/---

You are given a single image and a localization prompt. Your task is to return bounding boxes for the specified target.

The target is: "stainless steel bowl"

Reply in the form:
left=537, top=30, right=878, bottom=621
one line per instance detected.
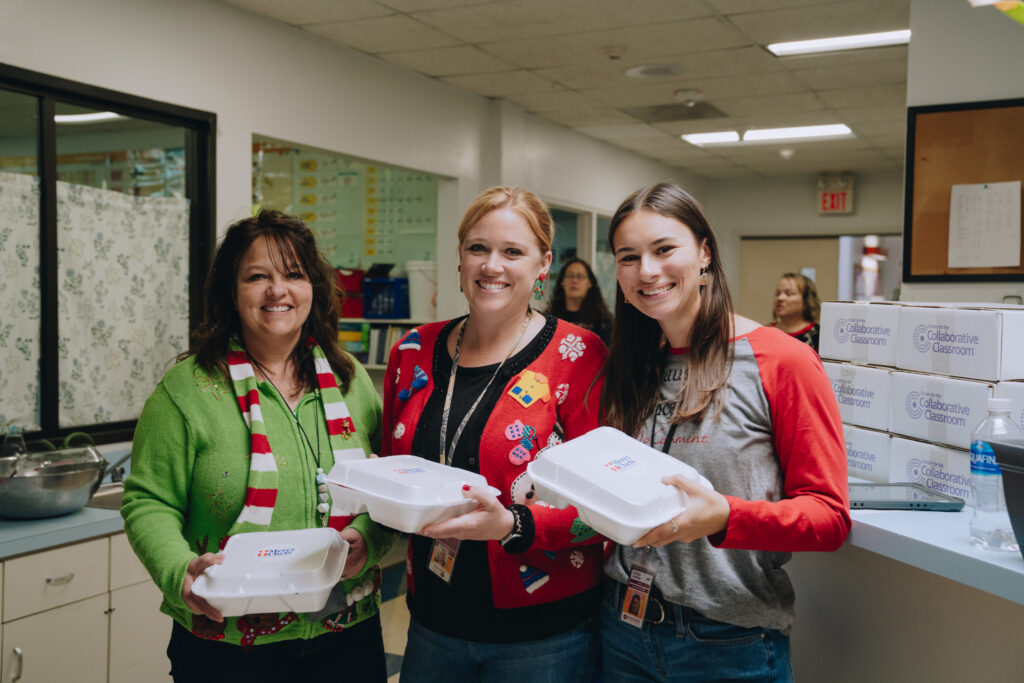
left=0, top=446, right=106, bottom=519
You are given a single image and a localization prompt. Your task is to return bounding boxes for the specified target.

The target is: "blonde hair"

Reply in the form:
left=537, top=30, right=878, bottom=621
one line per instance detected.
left=459, top=185, right=555, bottom=254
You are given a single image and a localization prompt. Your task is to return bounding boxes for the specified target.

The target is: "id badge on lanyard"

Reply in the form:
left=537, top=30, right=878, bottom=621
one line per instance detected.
left=618, top=546, right=655, bottom=629
left=427, top=539, right=459, bottom=584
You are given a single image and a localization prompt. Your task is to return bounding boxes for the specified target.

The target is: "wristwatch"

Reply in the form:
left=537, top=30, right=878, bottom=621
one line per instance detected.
left=498, top=505, right=522, bottom=548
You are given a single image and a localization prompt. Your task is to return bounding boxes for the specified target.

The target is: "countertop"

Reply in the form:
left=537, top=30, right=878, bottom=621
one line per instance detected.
left=0, top=508, right=124, bottom=560
left=0, top=499, right=1024, bottom=605
left=847, top=508, right=1024, bottom=605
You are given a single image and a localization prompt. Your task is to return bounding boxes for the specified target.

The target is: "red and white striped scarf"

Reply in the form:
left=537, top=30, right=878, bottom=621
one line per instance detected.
left=224, top=337, right=367, bottom=542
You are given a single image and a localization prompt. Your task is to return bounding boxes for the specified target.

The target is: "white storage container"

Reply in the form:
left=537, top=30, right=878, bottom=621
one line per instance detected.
left=327, top=456, right=501, bottom=533
left=526, top=427, right=714, bottom=545
left=193, top=528, right=348, bottom=616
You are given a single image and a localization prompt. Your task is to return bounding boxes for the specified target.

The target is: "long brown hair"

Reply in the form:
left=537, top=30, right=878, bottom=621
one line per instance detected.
left=184, top=209, right=355, bottom=393
left=601, top=182, right=732, bottom=434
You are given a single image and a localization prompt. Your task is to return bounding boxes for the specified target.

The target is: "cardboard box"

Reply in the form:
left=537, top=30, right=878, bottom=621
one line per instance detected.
left=897, top=305, right=1024, bottom=381
left=818, top=301, right=900, bottom=367
left=822, top=360, right=890, bottom=430
left=889, top=436, right=974, bottom=506
left=889, top=370, right=992, bottom=450
left=993, top=382, right=1024, bottom=429
left=843, top=425, right=893, bottom=483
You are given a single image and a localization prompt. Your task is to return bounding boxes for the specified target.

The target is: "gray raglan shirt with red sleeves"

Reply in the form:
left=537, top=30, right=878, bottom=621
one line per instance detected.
left=605, top=327, right=851, bottom=633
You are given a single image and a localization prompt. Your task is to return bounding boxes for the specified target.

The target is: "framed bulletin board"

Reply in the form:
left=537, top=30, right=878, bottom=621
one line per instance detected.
left=903, top=99, right=1024, bottom=283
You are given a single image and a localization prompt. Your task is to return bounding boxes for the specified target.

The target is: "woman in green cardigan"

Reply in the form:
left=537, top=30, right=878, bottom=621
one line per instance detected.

\---

Render the lines above as a numbered list, skipping blank lines and leaving the picture out.

EXERCISE SOLUTION →
1. You are given a single image and a localization prompt. Your task is to return bounding boxes for the specified target.
2. The target is: "stainless steel bowl"
3. Reply in the form:
4. left=537, top=30, right=878, bottom=621
5. one line per instance detected.
6. left=0, top=446, right=106, bottom=519
7. You are given a single image and a localization prompt. Your task is to return bounding boxes for the specified target.
8. The target is: "blonde hair"
9. Reply in the form:
10. left=537, top=30, right=878, bottom=621
11. one line per instance detected.
12. left=459, top=185, right=555, bottom=254
13. You are given a single image and a localization prompt. Your task is to return bounding boxes for the specified target.
14. The target is: "id badge on lanyard"
15. Reply in the form:
16. left=537, top=30, right=878, bottom=621
17. one line per instance detected.
18. left=618, top=546, right=655, bottom=629
19. left=427, top=539, right=459, bottom=584
20. You are given a single image and a localization prompt. Your task is to return bounding boxes for the specified target.
21. The target is: "wristwatch"
22. Reply in the form:
23. left=537, top=30, right=878, bottom=621
24. one line per instance detected.
25. left=498, top=505, right=522, bottom=548
26. You are given a single image and a localization prompt. Your task is to return bounding boxes for the specified target.
27. The target is: "countertop"
28. Reply in the form:
29. left=537, top=30, right=878, bottom=621
30. one line per instance detected.
31. left=0, top=508, right=124, bottom=560
32. left=0, top=499, right=1024, bottom=605
33. left=847, top=508, right=1024, bottom=605
34. You are given a single image and a localization prompt. Your task is to return bounding boxes for the specified target.
35. The target is: "red and white striped scarf"
36. Reply in the form:
37. left=537, top=30, right=878, bottom=621
38. one line per instance detected.
39. left=224, top=337, right=367, bottom=542
40. You are given a single image and a localization prompt. Your task is to return bounding boxes for the specified target.
41. The target is: "white storage container"
42. Reply in the form:
43. left=537, top=30, right=878, bottom=621
44. one line per instance detected.
45. left=327, top=456, right=501, bottom=533
46. left=526, top=427, right=714, bottom=545
47. left=193, top=528, right=348, bottom=616
48. You are given a single image and a localization prompt. Your task is to return bounding boxes for the specified target.
49. The target is: "long brown hair"
50. Reply in the form:
51. left=537, top=30, right=878, bottom=621
52. one line per instance detected.
53. left=184, top=209, right=355, bottom=393
54. left=601, top=182, right=732, bottom=434
55. You are given a single image and a localization prompt. Your task is to return bounding boxes for the specified target.
56. The target is: "cardboard box"
57. Reply in the form:
58. left=537, top=30, right=878, bottom=621
59. one line per instance detected.
60. left=897, top=305, right=1024, bottom=381
61. left=818, top=301, right=900, bottom=367
62. left=822, top=360, right=890, bottom=430
63. left=889, top=436, right=974, bottom=506
64. left=889, top=370, right=992, bottom=450
65. left=993, top=382, right=1024, bottom=429
66. left=843, top=425, right=893, bottom=483
67. You are given a single image and a localization prompt. Your task is to return bounding boxes for the specified target.
68. The target is: "gray raglan shirt with red sleeves"
69. Reply in the form:
70. left=537, top=30, right=878, bottom=621
71. one line per instance detected.
72. left=605, top=327, right=851, bottom=633
73. You are given a single image and a localization prompt. Your task is to return bounding boxes for the specified target.
74. The target is: "framed bulletin board"
75. Reply in the form:
76. left=537, top=30, right=878, bottom=621
77. one line per instance detected.
78. left=903, top=99, right=1024, bottom=283
79. You are given a single image and a localization prompt. Your task is to return bounding boxes for the specified target.
80. The target is: "woman in green cardigan"
81. Reply in the form:
82. left=537, top=30, right=878, bottom=621
83. one line per instance detected.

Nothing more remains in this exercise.